*** Opening of WORKING DATA ***
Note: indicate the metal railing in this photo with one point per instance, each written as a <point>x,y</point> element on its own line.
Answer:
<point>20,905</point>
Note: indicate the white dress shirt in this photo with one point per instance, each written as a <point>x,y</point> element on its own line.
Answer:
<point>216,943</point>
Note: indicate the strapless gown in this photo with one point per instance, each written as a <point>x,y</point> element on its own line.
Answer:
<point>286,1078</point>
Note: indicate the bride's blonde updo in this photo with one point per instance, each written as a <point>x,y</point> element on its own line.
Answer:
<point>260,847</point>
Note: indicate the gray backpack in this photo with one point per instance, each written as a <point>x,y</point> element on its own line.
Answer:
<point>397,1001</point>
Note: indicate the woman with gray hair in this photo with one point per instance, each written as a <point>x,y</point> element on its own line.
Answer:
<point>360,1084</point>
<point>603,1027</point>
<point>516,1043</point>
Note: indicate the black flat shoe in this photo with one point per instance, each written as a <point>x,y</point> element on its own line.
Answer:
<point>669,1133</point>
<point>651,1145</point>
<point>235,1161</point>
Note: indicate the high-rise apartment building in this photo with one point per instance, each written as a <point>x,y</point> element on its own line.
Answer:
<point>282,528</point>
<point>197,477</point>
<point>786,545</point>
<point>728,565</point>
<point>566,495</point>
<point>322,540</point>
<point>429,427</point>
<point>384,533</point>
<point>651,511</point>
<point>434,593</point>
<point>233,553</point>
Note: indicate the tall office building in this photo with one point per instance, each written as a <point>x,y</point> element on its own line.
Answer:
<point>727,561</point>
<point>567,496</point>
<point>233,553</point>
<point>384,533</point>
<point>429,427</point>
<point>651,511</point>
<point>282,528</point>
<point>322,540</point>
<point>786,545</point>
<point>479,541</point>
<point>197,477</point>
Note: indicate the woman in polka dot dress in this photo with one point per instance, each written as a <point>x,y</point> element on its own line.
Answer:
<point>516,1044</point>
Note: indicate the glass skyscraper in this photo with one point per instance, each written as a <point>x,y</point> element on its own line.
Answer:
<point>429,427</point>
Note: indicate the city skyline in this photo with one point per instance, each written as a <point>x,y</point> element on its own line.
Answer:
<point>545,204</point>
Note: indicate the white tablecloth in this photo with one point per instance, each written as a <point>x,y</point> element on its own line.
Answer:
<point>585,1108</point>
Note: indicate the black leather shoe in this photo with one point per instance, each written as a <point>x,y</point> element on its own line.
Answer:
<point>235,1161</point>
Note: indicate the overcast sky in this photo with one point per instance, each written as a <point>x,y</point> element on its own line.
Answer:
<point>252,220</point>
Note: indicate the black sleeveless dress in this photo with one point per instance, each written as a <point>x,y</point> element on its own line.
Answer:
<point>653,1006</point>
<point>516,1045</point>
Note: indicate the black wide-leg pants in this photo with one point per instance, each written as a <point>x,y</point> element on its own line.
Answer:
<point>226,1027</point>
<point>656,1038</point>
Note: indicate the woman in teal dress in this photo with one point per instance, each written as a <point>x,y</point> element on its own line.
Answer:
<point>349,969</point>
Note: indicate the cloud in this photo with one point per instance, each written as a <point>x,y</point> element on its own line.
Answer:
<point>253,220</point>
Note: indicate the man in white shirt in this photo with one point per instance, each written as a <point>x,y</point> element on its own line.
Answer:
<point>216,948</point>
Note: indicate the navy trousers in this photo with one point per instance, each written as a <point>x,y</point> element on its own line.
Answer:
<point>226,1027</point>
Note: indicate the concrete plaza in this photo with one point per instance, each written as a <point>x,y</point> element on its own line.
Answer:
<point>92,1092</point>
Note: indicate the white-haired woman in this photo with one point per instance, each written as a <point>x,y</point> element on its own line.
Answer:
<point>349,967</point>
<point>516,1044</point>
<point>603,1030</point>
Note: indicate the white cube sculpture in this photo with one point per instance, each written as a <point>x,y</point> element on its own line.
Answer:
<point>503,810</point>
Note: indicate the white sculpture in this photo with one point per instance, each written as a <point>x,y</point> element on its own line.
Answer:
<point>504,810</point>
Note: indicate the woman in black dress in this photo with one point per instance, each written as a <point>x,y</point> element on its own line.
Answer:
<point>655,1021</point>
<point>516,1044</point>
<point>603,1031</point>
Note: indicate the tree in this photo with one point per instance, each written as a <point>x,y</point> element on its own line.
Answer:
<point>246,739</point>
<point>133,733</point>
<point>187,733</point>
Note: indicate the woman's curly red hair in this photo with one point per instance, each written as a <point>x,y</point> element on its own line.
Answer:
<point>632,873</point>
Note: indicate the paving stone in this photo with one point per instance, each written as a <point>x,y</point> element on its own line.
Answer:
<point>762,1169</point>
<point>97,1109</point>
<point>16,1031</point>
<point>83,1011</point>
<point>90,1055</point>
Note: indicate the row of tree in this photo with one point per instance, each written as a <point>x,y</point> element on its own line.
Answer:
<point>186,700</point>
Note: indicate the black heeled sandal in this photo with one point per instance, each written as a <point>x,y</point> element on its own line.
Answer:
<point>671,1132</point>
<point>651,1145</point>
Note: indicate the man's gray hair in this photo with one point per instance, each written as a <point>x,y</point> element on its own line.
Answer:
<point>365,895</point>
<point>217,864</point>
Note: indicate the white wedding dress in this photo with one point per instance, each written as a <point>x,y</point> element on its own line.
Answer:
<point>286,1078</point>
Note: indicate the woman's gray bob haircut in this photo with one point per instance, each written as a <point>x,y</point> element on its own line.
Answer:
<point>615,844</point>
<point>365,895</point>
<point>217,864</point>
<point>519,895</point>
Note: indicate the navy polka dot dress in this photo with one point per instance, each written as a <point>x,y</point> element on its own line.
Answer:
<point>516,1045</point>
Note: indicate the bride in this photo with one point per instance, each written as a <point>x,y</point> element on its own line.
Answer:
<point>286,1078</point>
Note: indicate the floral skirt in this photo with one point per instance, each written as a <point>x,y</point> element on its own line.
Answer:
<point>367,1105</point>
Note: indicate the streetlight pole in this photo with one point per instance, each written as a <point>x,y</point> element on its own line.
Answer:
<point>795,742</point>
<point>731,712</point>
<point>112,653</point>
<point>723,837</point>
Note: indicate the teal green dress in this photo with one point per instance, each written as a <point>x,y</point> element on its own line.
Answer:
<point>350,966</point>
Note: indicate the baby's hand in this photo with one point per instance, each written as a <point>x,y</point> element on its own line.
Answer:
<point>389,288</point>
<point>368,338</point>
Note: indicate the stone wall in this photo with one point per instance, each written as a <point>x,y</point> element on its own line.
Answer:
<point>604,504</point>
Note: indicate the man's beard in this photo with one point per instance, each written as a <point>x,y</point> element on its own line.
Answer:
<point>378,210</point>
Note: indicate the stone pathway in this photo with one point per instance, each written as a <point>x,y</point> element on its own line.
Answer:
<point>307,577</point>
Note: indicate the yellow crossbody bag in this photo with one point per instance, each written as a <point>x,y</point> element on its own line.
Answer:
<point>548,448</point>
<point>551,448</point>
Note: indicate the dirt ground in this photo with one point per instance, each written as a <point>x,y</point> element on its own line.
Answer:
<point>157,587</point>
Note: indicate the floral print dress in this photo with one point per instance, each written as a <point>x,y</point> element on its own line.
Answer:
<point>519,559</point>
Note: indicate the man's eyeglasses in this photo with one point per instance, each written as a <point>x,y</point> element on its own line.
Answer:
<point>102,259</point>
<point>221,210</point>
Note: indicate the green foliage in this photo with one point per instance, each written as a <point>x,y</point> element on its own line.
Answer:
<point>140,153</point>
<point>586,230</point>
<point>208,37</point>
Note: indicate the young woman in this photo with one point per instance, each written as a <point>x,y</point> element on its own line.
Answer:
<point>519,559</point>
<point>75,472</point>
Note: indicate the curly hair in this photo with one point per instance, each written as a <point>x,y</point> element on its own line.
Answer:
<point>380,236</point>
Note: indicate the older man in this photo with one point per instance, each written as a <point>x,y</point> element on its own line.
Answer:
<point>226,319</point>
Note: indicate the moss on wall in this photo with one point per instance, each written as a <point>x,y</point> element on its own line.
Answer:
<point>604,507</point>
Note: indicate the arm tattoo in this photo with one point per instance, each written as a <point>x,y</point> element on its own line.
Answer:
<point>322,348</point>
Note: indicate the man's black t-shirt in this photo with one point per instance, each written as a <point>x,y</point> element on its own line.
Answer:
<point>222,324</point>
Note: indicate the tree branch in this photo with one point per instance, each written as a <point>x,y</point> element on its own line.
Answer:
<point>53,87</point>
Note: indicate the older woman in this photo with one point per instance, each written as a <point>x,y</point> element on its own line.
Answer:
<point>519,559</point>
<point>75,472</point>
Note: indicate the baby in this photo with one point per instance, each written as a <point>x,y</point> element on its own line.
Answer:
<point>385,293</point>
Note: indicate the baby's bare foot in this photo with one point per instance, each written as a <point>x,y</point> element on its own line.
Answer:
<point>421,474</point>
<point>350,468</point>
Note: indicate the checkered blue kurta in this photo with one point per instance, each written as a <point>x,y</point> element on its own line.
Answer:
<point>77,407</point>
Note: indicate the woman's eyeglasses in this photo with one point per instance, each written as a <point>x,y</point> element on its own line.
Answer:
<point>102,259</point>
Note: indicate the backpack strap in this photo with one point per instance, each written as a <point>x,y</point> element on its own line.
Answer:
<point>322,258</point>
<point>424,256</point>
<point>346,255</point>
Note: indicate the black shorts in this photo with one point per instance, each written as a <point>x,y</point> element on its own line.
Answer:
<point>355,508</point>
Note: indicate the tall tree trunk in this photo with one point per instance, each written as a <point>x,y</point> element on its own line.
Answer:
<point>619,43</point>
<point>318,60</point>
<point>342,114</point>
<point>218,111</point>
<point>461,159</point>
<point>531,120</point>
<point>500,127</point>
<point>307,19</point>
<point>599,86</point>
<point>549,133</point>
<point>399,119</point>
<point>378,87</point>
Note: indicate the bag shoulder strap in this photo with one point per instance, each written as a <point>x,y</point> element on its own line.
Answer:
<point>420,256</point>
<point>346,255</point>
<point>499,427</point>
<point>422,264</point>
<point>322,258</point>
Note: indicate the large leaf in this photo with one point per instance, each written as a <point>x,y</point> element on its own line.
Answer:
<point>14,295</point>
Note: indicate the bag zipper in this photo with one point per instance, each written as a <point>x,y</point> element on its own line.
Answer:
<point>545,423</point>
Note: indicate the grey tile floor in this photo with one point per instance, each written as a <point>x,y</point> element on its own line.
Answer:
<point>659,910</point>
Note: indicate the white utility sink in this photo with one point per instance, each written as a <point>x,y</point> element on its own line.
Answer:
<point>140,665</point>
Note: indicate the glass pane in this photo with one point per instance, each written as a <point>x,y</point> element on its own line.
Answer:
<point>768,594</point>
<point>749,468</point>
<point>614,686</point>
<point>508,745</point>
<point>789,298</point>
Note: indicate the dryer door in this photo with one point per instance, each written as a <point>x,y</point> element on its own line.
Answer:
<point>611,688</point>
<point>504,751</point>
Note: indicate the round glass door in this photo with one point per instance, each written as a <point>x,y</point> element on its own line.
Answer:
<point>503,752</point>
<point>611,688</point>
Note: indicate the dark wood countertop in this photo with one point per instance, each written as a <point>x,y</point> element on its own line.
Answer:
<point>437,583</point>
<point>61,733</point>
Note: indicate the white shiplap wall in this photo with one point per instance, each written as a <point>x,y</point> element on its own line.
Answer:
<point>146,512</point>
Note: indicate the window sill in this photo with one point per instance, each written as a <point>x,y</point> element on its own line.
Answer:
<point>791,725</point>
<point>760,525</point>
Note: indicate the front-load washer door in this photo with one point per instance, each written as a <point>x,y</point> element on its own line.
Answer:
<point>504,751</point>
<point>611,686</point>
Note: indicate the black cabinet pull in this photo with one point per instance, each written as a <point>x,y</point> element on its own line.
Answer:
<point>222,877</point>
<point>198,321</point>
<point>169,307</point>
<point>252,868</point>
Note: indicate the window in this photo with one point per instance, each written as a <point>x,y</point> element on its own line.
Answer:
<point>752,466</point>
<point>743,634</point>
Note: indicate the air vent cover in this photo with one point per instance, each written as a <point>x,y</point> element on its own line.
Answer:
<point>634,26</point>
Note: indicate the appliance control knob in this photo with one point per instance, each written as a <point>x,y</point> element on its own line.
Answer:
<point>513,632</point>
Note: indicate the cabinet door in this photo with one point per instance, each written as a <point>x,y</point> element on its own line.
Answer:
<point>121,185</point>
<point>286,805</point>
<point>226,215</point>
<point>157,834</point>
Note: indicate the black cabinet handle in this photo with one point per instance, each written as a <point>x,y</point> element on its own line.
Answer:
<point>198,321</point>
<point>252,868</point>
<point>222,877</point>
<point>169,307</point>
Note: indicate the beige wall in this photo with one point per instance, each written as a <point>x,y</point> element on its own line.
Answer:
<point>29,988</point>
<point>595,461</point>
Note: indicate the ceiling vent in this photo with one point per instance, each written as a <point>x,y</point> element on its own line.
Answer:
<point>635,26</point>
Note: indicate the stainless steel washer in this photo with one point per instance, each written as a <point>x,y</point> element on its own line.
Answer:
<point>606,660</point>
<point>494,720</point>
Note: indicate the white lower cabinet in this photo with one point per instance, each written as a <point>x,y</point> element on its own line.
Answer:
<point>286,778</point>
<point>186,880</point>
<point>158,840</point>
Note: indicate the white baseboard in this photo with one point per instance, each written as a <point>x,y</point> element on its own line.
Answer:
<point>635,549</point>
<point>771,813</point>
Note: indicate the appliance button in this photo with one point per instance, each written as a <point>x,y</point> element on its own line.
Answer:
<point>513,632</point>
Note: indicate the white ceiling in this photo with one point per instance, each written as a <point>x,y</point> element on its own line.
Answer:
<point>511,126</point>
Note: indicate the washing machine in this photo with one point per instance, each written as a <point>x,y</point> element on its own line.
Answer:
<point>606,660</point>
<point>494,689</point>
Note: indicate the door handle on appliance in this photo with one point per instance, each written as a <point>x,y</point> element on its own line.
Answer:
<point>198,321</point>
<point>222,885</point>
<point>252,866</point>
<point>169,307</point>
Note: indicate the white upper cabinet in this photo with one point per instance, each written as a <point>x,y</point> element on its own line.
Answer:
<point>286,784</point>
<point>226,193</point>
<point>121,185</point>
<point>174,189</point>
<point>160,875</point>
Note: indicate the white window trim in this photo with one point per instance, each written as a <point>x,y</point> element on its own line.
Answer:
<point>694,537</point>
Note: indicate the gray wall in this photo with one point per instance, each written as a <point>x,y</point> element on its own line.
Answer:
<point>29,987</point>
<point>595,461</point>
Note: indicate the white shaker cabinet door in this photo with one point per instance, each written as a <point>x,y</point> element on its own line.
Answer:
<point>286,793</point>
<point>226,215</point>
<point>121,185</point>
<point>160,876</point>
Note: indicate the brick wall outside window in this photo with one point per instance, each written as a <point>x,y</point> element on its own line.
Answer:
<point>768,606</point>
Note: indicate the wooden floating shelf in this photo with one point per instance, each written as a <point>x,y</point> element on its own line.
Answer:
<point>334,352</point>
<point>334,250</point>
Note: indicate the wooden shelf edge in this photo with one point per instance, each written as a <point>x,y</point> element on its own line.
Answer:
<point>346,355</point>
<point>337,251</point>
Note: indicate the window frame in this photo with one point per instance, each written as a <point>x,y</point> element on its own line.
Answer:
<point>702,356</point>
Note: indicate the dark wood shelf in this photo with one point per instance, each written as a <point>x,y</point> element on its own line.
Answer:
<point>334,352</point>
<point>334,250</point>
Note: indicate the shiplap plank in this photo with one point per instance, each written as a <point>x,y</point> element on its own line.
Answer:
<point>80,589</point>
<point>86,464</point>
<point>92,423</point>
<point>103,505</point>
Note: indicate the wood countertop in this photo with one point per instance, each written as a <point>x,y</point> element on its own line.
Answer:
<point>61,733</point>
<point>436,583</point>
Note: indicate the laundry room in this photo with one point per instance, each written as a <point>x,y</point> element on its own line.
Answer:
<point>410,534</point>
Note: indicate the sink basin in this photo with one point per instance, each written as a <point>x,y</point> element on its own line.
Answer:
*** Close of WORKING DATA ***
### BRIEF
Which lines hold the word "handle"? Copy each of them from the records.

### ANSWER SECTION
Note: indicate the black cabinet handle in this photo with one point per instance, each written as a <point>x,y</point> element on its own line.
Note: indicate the door handle on appliance in this photo with one point per instance, each written as a <point>x,y</point> element on its own line.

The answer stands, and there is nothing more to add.